### [Document segment]
Nova totius terrarum orbis geographica ac hydrographica tabula.

Date:

C1630
 (1635)

Mapmaker:

Willem Janszoon Blaeu (1571 - 1638)

Condition:

Wear to lower centre fold, otherwise in good condition.

Technique:

Hand coloured copper engraving.

Image Size: 

540mm 
x 405mm
AUTHENTICITY
Nova totius terrarum orbis geographica ac hydrographica tabula. - Antique Map from 1630

Genuine antique
dated:

1635

Description:

Important world map on Mercator’s projection by Willem Blaeu, one of the finest and most beautiful examples of cartography produced during the Golden Age of Dutch mapmaking.

The map was reduced to one sheet by the engraver Josua van de Ende from Blaeu’s twenty-one sheet double-hemisphere 1606 world map, of which there is only one surviving copy. Van de Ende’s signature can be seen to the left of the southern polar projection at lower right. The map was very successful and continued to be published in all Blaeu atlases until 1662.

Blaeu is widely considered to be the greatest cartographer of his time and as official mapmaker of the VOC (1633-1638), had access to the latest geographical information. He was renowned not only for including the most up-to-date details on his maps but also for the exquisite and elaborate art that adorned his work. This map set the standard for carte figures maps and is beautifully decorated with a border containing twenty-two vignettes. Along the top there are representations of the seven classical planets: Luna, Sol, Mercury, Venus, Mars, Jupiter and Saturn. The seven vignettes along the bottom of the map depict the Seven Wonders of the Ancient World after the paintings of Maarten van Heemskerck. The letters engraved between the vignettes at top and bottom respectively spell Septem Planetae (Seven Planets) and Septem Mirabilia Mundi (Seven Wonders of the World). On the left are four panels with allegorical depictions of the four elements: Fire, Air, Water and Earth while on the right, there are representations of the four seasons. The map itself includes numerous other decorative features such as ships, sea monsters, compass roses and three ornate cartouches, one held by two mermaids which includes a note on the discovery of America in 1492.

### [Data supplied]

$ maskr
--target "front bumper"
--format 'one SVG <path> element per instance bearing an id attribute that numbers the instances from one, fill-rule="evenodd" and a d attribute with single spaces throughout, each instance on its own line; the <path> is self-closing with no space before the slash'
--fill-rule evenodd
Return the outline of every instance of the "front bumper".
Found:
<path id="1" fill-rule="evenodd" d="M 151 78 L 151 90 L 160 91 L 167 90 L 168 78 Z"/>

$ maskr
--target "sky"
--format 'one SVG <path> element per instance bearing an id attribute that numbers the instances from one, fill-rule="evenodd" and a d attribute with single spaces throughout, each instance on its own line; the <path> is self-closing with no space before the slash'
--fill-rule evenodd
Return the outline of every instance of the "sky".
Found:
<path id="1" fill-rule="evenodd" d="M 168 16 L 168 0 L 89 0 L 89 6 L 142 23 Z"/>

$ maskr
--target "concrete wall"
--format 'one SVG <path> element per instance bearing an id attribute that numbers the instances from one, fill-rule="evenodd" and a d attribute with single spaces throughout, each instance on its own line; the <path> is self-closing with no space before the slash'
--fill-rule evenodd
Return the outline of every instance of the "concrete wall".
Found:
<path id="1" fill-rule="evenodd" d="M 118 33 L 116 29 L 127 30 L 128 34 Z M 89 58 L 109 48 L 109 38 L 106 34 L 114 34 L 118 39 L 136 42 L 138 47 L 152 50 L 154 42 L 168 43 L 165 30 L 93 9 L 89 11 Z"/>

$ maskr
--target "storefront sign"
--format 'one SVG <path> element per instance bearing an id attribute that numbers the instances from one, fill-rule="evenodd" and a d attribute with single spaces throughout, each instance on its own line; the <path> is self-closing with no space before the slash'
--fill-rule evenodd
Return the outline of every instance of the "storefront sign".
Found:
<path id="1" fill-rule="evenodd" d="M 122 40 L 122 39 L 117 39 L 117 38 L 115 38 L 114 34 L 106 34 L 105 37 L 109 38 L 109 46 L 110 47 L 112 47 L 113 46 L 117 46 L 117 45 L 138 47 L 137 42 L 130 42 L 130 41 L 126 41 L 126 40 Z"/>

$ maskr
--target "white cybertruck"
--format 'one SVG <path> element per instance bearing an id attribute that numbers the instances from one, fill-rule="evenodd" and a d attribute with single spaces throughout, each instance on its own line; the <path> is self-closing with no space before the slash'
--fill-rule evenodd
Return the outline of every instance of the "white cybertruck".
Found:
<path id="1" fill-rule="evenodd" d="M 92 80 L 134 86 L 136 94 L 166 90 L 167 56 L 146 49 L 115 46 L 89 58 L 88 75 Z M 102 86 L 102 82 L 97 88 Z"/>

### [Stated exercise]
Carry on the description of Blaeu's world map from where it stops. The records are material separate from the text about Blaeu's world map.

### [Reply to the exercise]
The northern Australian coast is shown connected to New Guinea and as part of the larger southern landmass of Magallanica Terra Australis Incognita. The peninsula below Java labelled Beach, continued the error originally included in Fine’s 1532 world map, which mistakenly corrupted Marco Polo’s false kingdom of Lochac to Boeach or Beach. Further west, the part of Terra Australis beneath Africa is labelled Psittacoprum Regio, meaning Land of Parrots which was traditionally thought to be a reference to Western Australia. A column on the left hand side of the map divides the world horizontally into five climactic regions after the hypothesis of Aristotle.

This is the fourth state of the map.

Mapmaker:

Willem Janzoon Blaeu  (1571-1638)

One of the most influential mapmakers of the Golden Age of mapmaking.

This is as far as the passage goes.